Work instructions » Recast every line of the records below as a Markdown table with two columns, Row and Text, giving each row a number and skipping blank lines. Leave the pictures out of the table.

— Start —

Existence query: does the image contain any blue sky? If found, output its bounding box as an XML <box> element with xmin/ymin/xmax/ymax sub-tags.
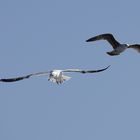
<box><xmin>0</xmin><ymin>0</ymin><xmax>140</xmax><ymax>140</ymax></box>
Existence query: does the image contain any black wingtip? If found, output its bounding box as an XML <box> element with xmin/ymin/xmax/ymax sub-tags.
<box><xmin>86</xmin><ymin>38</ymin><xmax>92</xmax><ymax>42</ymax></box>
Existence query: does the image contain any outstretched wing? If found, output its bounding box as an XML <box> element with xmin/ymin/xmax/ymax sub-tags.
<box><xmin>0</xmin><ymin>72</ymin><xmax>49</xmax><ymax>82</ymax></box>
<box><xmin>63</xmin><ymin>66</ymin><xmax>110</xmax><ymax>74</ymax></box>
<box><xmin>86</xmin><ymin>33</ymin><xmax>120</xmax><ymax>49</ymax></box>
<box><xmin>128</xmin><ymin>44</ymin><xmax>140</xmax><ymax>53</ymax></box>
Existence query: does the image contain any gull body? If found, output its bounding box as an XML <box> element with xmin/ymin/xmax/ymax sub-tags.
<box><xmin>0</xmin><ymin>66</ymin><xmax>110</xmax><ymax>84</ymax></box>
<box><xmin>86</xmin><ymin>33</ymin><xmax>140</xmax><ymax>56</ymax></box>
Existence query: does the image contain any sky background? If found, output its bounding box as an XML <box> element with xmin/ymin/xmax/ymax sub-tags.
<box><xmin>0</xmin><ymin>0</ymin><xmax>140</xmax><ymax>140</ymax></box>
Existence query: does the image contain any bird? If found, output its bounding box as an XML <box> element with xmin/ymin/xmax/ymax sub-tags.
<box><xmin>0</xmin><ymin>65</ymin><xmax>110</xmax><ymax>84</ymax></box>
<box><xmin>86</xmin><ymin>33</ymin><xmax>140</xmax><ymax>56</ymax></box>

— End —

Response to the exercise »
| Row | Text |
|---|---|
| 1 | Existence query: does the image contain any blue sky? If found, output its bounding box as an XML <box> element with xmin/ymin/xmax/ymax sub-tags. |
| 2 | <box><xmin>0</xmin><ymin>0</ymin><xmax>140</xmax><ymax>140</ymax></box> |
| 3 | Existence query: does the image contain any black wingtip? If found, output its bounding box as an XML <box> element with xmin/ymin/xmax/ymax sub-tags. |
| 4 | <box><xmin>86</xmin><ymin>38</ymin><xmax>92</xmax><ymax>42</ymax></box> |
| 5 | Existence query: does the image contain any outstretched wing? If found, output its bounding box as an XML <box> element with xmin/ymin/xmax/ymax sub-tags. |
| 6 | <box><xmin>0</xmin><ymin>72</ymin><xmax>49</xmax><ymax>82</ymax></box> |
| 7 | <box><xmin>63</xmin><ymin>66</ymin><xmax>110</xmax><ymax>74</ymax></box> |
| 8 | <box><xmin>86</xmin><ymin>33</ymin><xmax>120</xmax><ymax>49</ymax></box> |
| 9 | <box><xmin>128</xmin><ymin>44</ymin><xmax>140</xmax><ymax>53</ymax></box> |
| 10 | Existence query: does the image contain any gull body? If found, output its bounding box as an XML <box> element with xmin/ymin/xmax/ymax sub-tags. |
| 11 | <box><xmin>0</xmin><ymin>66</ymin><xmax>110</xmax><ymax>84</ymax></box> |
| 12 | <box><xmin>86</xmin><ymin>33</ymin><xmax>140</xmax><ymax>56</ymax></box> |
| 13 | Existence query: does the image contain any sky background? If found, output its bounding box as an XML <box> element with xmin/ymin/xmax/ymax sub-tags. |
| 14 | <box><xmin>0</xmin><ymin>0</ymin><xmax>140</xmax><ymax>140</ymax></box> |
| 15 | Existence query: does the image contain any bird? If found, output its bounding box as an XML <box> element with xmin/ymin/xmax/ymax sub-tags. |
| 16 | <box><xmin>0</xmin><ymin>65</ymin><xmax>110</xmax><ymax>84</ymax></box> |
| 17 | <box><xmin>86</xmin><ymin>33</ymin><xmax>140</xmax><ymax>56</ymax></box> |